[Excerpts from a detection dataset]
----
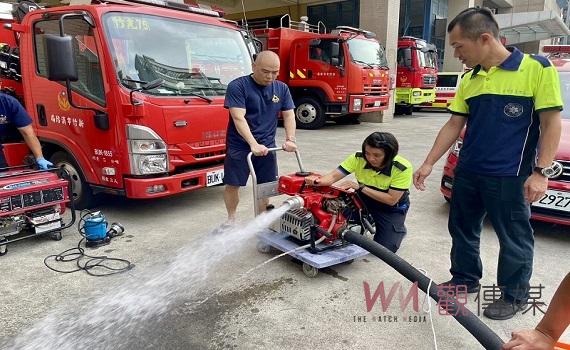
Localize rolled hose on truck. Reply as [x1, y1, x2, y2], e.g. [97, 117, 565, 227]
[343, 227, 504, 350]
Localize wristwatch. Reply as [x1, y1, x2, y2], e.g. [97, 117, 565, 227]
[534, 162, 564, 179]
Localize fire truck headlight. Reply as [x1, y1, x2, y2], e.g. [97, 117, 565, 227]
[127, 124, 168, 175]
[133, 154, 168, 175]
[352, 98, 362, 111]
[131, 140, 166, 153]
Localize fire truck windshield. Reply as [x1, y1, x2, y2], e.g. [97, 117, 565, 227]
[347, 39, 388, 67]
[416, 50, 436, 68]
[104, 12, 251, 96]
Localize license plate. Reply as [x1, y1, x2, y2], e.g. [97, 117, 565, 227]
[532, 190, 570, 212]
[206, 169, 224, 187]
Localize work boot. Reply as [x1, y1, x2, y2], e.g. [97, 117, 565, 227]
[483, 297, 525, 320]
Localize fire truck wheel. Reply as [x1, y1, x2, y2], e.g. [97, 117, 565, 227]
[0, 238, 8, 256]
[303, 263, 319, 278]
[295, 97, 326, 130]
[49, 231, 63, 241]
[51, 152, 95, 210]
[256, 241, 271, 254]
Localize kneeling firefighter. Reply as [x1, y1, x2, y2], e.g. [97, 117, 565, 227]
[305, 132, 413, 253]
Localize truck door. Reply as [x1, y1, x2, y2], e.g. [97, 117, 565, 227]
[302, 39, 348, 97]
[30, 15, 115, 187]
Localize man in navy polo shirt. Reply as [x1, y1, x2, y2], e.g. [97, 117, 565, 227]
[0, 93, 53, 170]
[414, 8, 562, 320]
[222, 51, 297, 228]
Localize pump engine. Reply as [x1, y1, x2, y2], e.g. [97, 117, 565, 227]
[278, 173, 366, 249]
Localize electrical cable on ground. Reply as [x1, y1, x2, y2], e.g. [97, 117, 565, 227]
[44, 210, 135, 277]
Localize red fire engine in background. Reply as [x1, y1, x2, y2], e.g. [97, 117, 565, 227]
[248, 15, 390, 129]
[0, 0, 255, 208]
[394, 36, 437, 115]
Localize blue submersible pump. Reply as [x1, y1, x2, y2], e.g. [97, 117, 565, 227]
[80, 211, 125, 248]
----
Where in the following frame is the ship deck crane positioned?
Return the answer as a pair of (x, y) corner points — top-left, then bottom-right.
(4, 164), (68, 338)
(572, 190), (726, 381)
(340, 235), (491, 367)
----
Copy everything from the line containing "Localize red fire" down to the line containing "[80, 211, 125, 248]", replacing "submersible" with "portable" and leaving all else unchanged.

- [Answer to the problem]:
Localize red fire engine in background. Reply as [x1, y1, x2, y2], e.g. [97, 117, 565, 227]
[248, 15, 390, 129]
[0, 0, 255, 208]
[394, 36, 437, 115]
Localize blue portable pump. Reply as [x1, y1, x2, y2], e.g. [97, 117, 565, 227]
[80, 211, 125, 248]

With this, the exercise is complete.